::: TEXT BLOCK :::
Acme employed Valerie Bainbridge for 37 years from October 16, 1971 until July 18, 2008, when she resigned at age 62. From December 17, 2006 through September 6, 2007, Acme had employed her as the office coordinator at its store in West Chester, Pennsylvania. The incidents at issue here happened after April 2007. At that time, she was "probably the oldest person in the store." Bainbridge dep., 109:8-10, Def. Exs. A-1 & A-2, doc. nos. 35-3 & 35-4; Pl. Exs. J-1 & J-2, doc. nos. 42-1 & 42-2.

In 2006-2007, Bainbridge was a full-time office coordinator for Acme -- a non-management position subject to a collective bargaining agreement with the United Food and Commercial Workers Local Union 27. She was paid on an hourly basis. Among other duties, she assisted the store director in the preparation of cash, sales, and other reports; handled cash, checks, and discount coupons; maintained records and files; and processed employee time clock punches and payroll. The store director, Martha Thornley, and assistant store director, Kim Walsh were Bainbridge's day-to-day supervisors.*fn1

Bainbridge had been given copies of Acme's work rules and company policies, which included: "violations of company rules will be cause for termination." Def. Ex. J-1, doc. no. 35-11 at 4. Acme's "Honesty and Accuracy" rule stated:

Associates involved in any acts of dishonesty, including those described below, will subject themselves to termination, no matter what is later claimed to have been the intent. . . .

5. Engaging in coupon fraud . . .

Id. at 5. Customers at times left coupons issued at the self-checkout machines. Acme did not permit employees to retrieve and use the coupons for their own purchases. David Christmas dep., 98:21-99:21, Def. Ex. H, doc. no. 35-10.
:::
▸ **TASK 1**
In the account of Bainbridge's employment at Acme, who were her day-to-day supervisors?
▸ **TASK 2**
Decide whether each statement agrees with the account of Bainbridge's employment at Acme. Answer yes or no, and quote the deciding words.
(a) Bainbridge was paid a fixed salary.
(b) Acme allowed employees to use coupons that customers left at the self-checkout machines for their own purchases.
(c) Bainbridge resigned at age 62.
▸ **TASK 3**
Carry on the account of Bainbridge's employment at Acme, starting after its final sentence.
::: COLLECTED DATA :::
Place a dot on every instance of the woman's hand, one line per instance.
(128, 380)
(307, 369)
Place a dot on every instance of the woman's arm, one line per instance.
:::
▸ **OUTPUT 1**
Store director Martha Thornley and assistant store director Kim Walsh.

▸ **OUTPUT 2**
(a) No: "She was paid on an hourly basis."
(b) No: "Acme did not permit employees to retrieve and use the coupons for their own purchases."
(c) Yes: "when she resigned at age 62."

▸ **OUTPUT 3**
Among Acme's written policies was the "time clock policy," which stated in part: "You must not work during times when you are clocked out," and "Your supervisor should never ask, imply or pressure you to work when you are clocked out. If that does occur, promptly call the Company Hotline . . . ." Def. Ex. J-1, doc. no 35-11 at 11-12. Acme's policies identified "conduct that may warrant immediate discharge," such as: "Falsifying or making unauthorized adjustments to time clocks or time records, including recording time for another associate." Id. at 18. Bainbridge concedes having understood the time clock policy.*fn2

In practice, Acme allowed employees to punch the time clock seven minutes before or after the quarter-hour in which they were scheduled to start and end their shifts. The clock rounded the punch to the nearest quarter-hour. Employees were permitted two 15-minute breaks and a 30-minute lunch. If an error or omission was made in recording time, employees were required to sign timecard modification slips. Bainbridge was responsible for maintaining the slips and correcting employees' time records to ensure that shifts were accurately recorded and that the clock's automatic rounding did not over- or under-estimate the actual length of a break or lunch period.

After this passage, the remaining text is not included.